══ INFORMATION PROVIDED ══
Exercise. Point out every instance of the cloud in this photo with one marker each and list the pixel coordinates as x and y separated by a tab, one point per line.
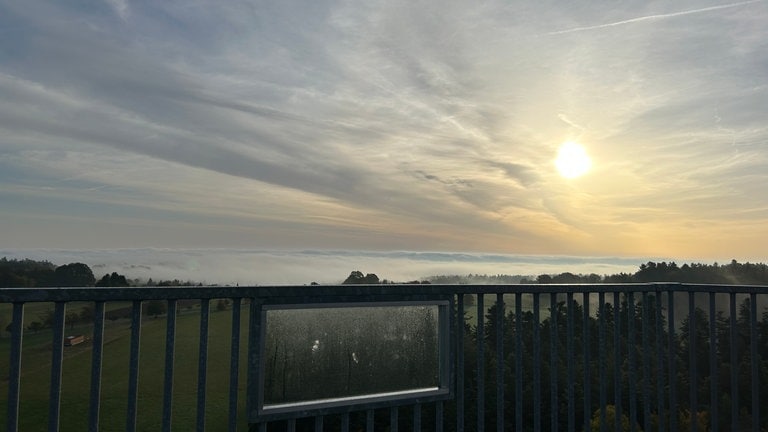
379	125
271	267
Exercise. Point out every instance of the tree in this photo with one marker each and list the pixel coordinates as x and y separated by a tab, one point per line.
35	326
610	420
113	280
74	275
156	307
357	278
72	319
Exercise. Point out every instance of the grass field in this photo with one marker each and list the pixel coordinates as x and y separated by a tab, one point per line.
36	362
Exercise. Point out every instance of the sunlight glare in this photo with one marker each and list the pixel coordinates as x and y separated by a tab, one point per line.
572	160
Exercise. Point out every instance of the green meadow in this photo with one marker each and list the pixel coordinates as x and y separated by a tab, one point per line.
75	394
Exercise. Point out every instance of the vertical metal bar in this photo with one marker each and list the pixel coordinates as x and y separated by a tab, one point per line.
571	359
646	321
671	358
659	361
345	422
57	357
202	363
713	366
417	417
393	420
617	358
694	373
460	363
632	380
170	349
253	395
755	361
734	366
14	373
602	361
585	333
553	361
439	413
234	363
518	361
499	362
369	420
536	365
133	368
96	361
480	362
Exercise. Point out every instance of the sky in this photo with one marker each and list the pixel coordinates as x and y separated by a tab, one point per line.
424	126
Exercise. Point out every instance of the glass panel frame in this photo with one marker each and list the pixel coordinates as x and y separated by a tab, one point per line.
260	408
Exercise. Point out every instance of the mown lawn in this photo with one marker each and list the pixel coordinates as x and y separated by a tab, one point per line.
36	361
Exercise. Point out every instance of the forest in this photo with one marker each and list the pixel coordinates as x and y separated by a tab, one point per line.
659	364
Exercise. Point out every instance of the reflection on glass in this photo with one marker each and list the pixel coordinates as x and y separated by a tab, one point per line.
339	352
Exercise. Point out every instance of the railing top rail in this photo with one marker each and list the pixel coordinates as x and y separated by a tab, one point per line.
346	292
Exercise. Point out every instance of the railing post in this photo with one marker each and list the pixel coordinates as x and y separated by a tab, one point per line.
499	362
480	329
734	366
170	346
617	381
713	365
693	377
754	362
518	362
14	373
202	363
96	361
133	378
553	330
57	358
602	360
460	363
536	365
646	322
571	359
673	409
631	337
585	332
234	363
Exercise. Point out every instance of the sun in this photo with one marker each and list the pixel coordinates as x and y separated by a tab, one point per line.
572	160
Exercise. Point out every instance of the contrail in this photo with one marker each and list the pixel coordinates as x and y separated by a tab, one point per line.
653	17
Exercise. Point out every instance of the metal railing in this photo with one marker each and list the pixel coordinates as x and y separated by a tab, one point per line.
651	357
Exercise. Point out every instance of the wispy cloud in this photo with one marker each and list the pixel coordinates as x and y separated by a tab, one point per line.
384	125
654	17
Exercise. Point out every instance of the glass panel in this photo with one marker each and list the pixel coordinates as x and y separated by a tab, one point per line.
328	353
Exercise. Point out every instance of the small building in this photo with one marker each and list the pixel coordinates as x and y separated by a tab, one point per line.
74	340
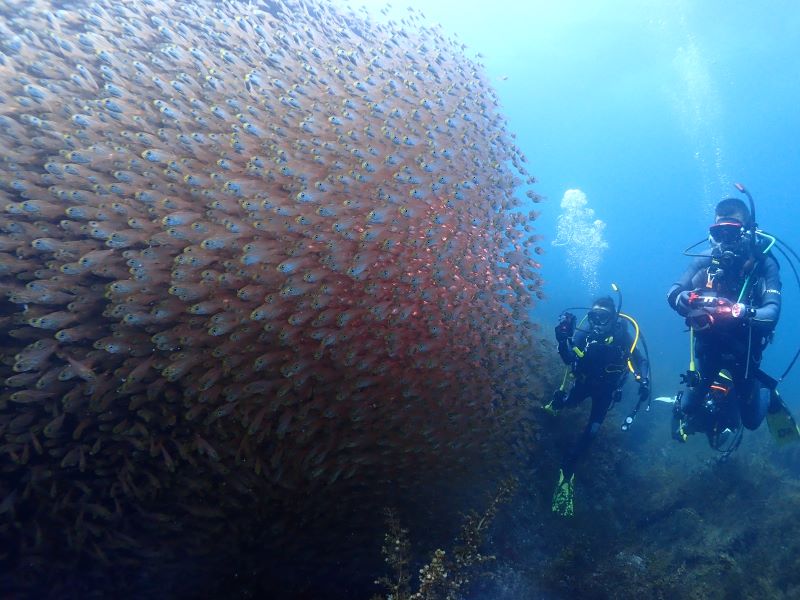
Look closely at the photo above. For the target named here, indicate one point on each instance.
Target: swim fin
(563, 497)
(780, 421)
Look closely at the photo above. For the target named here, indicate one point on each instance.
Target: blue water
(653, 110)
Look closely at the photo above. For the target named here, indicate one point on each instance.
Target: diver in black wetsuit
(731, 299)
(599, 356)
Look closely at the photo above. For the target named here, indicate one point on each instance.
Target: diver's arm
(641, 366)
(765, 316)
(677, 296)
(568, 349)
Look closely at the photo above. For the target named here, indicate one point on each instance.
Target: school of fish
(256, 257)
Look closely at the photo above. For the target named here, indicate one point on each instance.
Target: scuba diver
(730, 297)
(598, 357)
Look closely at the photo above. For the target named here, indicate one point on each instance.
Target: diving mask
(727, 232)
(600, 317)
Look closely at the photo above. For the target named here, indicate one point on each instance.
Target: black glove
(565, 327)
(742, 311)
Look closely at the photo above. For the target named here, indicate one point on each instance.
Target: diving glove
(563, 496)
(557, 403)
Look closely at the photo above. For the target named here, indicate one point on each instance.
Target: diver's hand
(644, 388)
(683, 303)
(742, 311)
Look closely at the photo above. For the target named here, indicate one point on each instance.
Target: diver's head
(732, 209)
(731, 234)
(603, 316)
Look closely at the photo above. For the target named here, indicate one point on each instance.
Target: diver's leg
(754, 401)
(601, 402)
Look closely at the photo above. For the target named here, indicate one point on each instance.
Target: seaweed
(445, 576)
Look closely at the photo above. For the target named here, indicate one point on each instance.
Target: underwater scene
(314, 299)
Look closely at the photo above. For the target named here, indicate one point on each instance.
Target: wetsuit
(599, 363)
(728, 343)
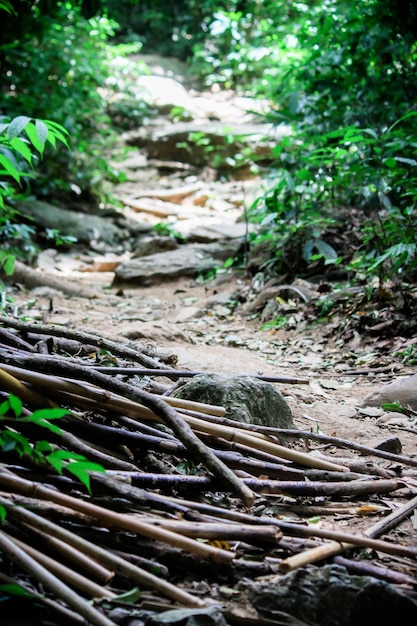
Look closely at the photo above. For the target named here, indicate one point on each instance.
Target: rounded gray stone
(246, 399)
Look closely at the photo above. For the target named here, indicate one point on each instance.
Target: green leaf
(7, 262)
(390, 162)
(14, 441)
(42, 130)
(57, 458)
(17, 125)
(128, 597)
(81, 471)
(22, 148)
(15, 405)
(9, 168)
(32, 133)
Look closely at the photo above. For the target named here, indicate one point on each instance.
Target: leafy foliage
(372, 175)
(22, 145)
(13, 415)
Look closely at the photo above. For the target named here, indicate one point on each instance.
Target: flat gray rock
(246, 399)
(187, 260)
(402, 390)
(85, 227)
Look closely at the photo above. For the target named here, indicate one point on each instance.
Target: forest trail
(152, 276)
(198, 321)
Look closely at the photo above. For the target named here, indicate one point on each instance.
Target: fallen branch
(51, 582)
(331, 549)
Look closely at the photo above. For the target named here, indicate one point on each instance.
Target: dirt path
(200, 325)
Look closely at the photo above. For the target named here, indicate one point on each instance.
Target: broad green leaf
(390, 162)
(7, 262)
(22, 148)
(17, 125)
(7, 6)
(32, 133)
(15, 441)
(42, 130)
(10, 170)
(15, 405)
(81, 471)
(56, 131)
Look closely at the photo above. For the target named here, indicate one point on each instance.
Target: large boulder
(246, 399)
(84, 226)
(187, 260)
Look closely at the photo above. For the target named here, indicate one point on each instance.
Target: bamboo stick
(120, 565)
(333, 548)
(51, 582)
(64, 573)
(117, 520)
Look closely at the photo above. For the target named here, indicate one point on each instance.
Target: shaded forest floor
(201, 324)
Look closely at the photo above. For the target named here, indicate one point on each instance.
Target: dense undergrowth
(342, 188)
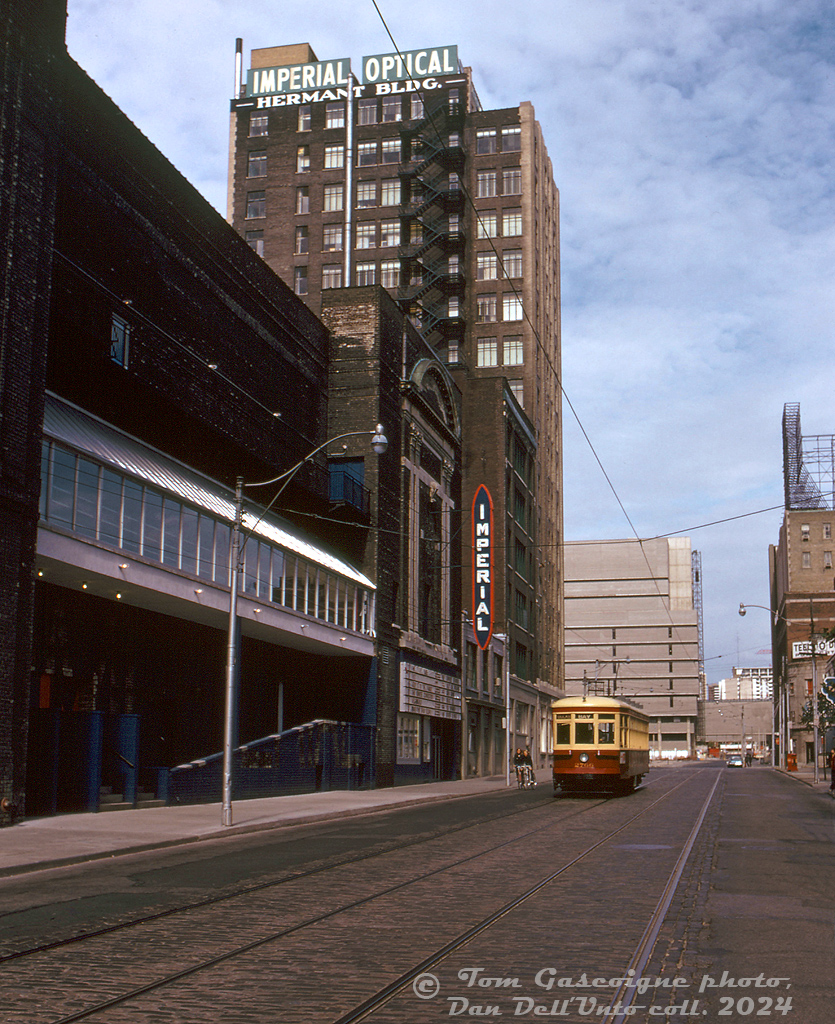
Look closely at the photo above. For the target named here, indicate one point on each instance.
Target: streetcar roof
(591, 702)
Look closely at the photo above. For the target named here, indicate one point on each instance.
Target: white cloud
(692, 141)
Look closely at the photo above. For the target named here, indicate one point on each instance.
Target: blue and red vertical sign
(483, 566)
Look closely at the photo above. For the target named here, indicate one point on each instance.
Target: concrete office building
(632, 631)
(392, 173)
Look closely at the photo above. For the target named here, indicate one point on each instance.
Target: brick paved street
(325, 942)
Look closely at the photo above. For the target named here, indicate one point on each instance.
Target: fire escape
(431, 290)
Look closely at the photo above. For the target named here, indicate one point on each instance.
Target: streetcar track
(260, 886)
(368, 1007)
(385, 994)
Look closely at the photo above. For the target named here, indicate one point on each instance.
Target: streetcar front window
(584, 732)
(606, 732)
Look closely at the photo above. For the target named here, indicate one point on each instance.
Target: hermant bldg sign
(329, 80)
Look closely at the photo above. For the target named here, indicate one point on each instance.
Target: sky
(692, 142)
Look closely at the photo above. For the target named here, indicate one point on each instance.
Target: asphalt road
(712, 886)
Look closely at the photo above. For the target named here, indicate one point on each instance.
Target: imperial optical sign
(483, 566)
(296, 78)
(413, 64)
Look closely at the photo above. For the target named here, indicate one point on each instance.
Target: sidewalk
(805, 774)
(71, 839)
═══
» WHAT TO PRODUCE
Print the whole listing above once more, word for word, without its pictures.

» FULL SOLUTION
Exercise. Point out every instance of the cloud in this photo with one marker each and list the pixel coordinates as x and y separated by a tab, one point per line.
379	125
271	267
Exercise. Point out every instance of the tree in this photo with one marker each and list the pixel coordinates as x and y separated by a tab, one point per line.
35	326
610	420
113	280
74	275
156	307
357	278
72	319
Exercise. Point out every instance of the grass field in this photo with one marker each and list the pixel coordinates as x and y separated by a tab, one point per line.
36	362
Exercise. Point out every instance of the sunlight glare in this photo with one marker each and list the pixel coordinates as x and y separated by a tab, one point per line.
572	160
Exercise. Point out every instance of the green meadow in this photo with one marker each and list the pixel coordinates as x and y separated by a tab, one point per line.
75	394
Exercise. Point out every instance of the vertical metal bar in this photo with one marker each and list the pixel coordinates as x and y separated by a tab, one point per line.
571	359
646	321
671	358
659	361
345	422
57	357
202	363
713	366
417	417
393	420
617	358
694	373
460	363
632	380
170	349
253	395
755	361
734	366
14	373
602	361
585	333
553	361
439	413
234	363
518	361
499	362
369	420
536	365
133	368
96	361
480	362
Exercise. Point out every instance of the sky in this photo with one marker each and list the pixel coordinates as x and y separated by a tab, one point per line.
424	126
Exercise. Point out every instance of the glass panel frame in this photo with one marker each and list the pixel coordinates as x and y separated by a tab, one point per line.
260	408
Exercise. Point out every instance of the mown lawn in this photo with one marker each and list the pixel coordinates as x and y separated by a tab, one point per line.
36	361
Exercise. Point out every instance of the forest in this photo with one marker each and list the pixel coordinates as x and y separated by a tab, one point per line.
659	364
Exercise. Point out every instance of the reflection on glass in this photo with one marker each and list the pixel coordinates as x and y separated by a tab, one point per line.
339	352
Exercise. Point out every instance of the railing top rail in this photo with one marker each and list the pixel coordinates as x and y separated by a tab, one point per line.
346	292
Exercise. Point out every instance of the railing post in this photo with one marker each and list the pixel coordinates as x and y separated by a tab, one point per line.
499	362
480	329
734	366
170	346
617	381
713	365
693	377
754	362
518	362
14	373
202	363
96	361
133	378
553	330
57	358
602	360
460	363
536	365
646	322
571	359
673	409
631	337
585	332
234	363
Exercise. Point out every instance of the sun in this photo with one marker each and list the pixel coordinates as x and y separated by a tab, one point per line.
572	160
Exercise. Point out every instance of the contrail in this photo with one marker each and list the pixel coordinates as x and y separated by a tab, one point per line.
653	17
Exercise. Point out every instance of the metal railing in this photo with one marker each and list the pixel coordinates as x and y separated by a tab, one point per line.
651	357
Exercise. Point out every instance of the wispy cloud in this photo with one marker each and list the pixel coordinates as x and y separated by a tab, one point per line.
384	125
654	17
Exercise. Point out every instance of the glass panel in this photo with one marker each and list the pixel coordinates as x and y separated by a tab, one point per line.
328	353
Exercise. Point out every instance of the small building in this photo with one marker each and list the pixel coordinates as x and y separated by a tab, one point per line.
74	340
Look closely at the photo above. For the target named here, indicate one point on each instance.
Target: swim fin
(563, 497)
(780, 421)
Look closely at the photo above. For the target named here, indicate one point on each instance.
Target: blue water
(653, 110)
Look closely at the photo above. For the target named here, indicate one point on each instance.
Target: diver in black wetsuit
(731, 299)
(599, 356)
Look closely at the photo above. For the target named here, indicate one point on each instance.
Target: diver's arm
(641, 366)
(765, 316)
(677, 296)
(568, 349)
Look closely at the photo above. For the target named here, indicate one point on each instance.
Target: school of fish
(256, 257)
Look closely at the photo above. For the target named here, indicate one point on each instance.
Target: scuba diver
(730, 297)
(598, 357)
Look closely at the photo above. For the target named here, indicate one point on each instance.
Target: diving mask
(727, 232)
(600, 317)
Look closely at the photo above. For the target named here, indicate one point on each instance.
Target: black glove
(565, 327)
(742, 311)
Look closely at the photo above. For the target named here, indicate one point on each instance.
Target: diving glove
(563, 496)
(557, 403)
Look closely at the photo above. For the target named here, indicate one point on each instance.
Target: diver's hand
(644, 388)
(683, 303)
(742, 311)
Look closely at the photo above. For the target named here, indicate one point on each instance.
Target: diver's head
(732, 209)
(731, 234)
(603, 316)
Look closely at the photo above. For the target named here, indicate one point on each instance.
Target: diver's leg
(754, 401)
(601, 402)
Look closely at the photo above. For the target named here, indicate one point on each instance.
Target: seaweed
(445, 576)
Look closely at the photo above. For the target named here, indicate one point on each instance.
Target: underwater scene
(314, 299)
Look closely at the photo above. For the target named here, indicate one point on each instance.
Target: wetsuit
(599, 363)
(728, 343)
Look closely at the photo above. For the target named here, indicate one point on each instance.
Target: rounded gray stone
(246, 399)
Look closely at the photo above. For the target named here, indicate one point on each instance.
Target: green leaf
(7, 262)
(390, 162)
(14, 441)
(42, 130)
(57, 458)
(17, 125)
(128, 597)
(81, 471)
(22, 148)
(15, 405)
(9, 168)
(32, 133)
Look closely at the photo above. For the target named here, indicate one point on each instance.
Target: leafy foliage
(372, 175)
(22, 145)
(13, 415)
Look closely at the photo above. For the target named here, indicate one point on each instance.
Target: flat gray rock
(246, 399)
(187, 260)
(402, 390)
(85, 227)
Look closely at the photo above. For the target named here, indicate one point on each instance.
Target: forest trail
(152, 276)
(198, 321)
Look closely at the photo above. For the target named here, indicate one point on each instance.
Target: fallen branch
(51, 582)
(331, 549)
Look closely at the photo above. For the target named here, indicate one point on each instance.
Target: dirt path
(200, 325)
Look closely at the photo above. For the target named here, indicate one point on each instance.
Target: broad green leaf
(390, 162)
(7, 262)
(22, 148)
(17, 125)
(7, 6)
(32, 133)
(15, 441)
(42, 130)
(10, 170)
(15, 405)
(81, 471)
(56, 131)
Look closely at the photo above. For the target named here, indicate one point on each instance.
Target: large boulder
(246, 399)
(84, 226)
(187, 260)
Look closely at the photo above. For the target named here, indicate one point on each instance.
Target: bamboo stick
(120, 565)
(333, 548)
(51, 582)
(64, 573)
(117, 520)
Look closely at the photo above. For the target named here, indicate one point on each instance.
Target: shaded forest floor
(201, 324)
Look closely at the photo above. For the target named here, indicate one point on each instance.
Target: dense undergrowth
(342, 188)
Look closely at the photo above. For the target named here, indicate one point on each instance.
Target: streetcar roof
(591, 702)
Look closely at the photo above. For the target named here, indicate one point on each instance.
Target: white cloud
(692, 141)
Look closely at the photo above. For the target named here, indicate one point on each instance.
Target: blue and red vertical sign
(483, 566)
Look closely at the photo above. For the target named here, indicate one point on each instance.
Target: concrete office building
(632, 631)
(392, 173)
Look closely at the photo above. For the target named here, indicate one point on each instance.
Target: brick paved street
(325, 942)
Look closely at the photo above. For the target named here, indicate one point on each instance.
Target: fire escape
(431, 290)
Look closely at the photo above. For the target named here, indicate one point on each instance.
Target: streetcar track
(260, 886)
(368, 1007)
(385, 994)
Look closely at the photo above. For the target named here, indicate one point on each instance.
Target: streetcar front window
(584, 732)
(606, 732)
Look closely at the photo above. For the target named here, indicate one point on each instance.
Target: hermant bldg sign
(329, 80)
Look closely at the photo above. For the target named here, indicate one point on each instance.
Target: sky
(692, 142)
Look closely at the photo above. For the target named here, indicate one point on each instance.
Target: asphalt road
(712, 886)
Look closely at the photo above. For the target named here, indicate one point on each instance.
Target: imperial optical sign
(483, 566)
(296, 78)
(413, 64)
Look closely at the photo above. For the target named here, indicate one point on each instance.
Target: sidewalk
(805, 774)
(71, 839)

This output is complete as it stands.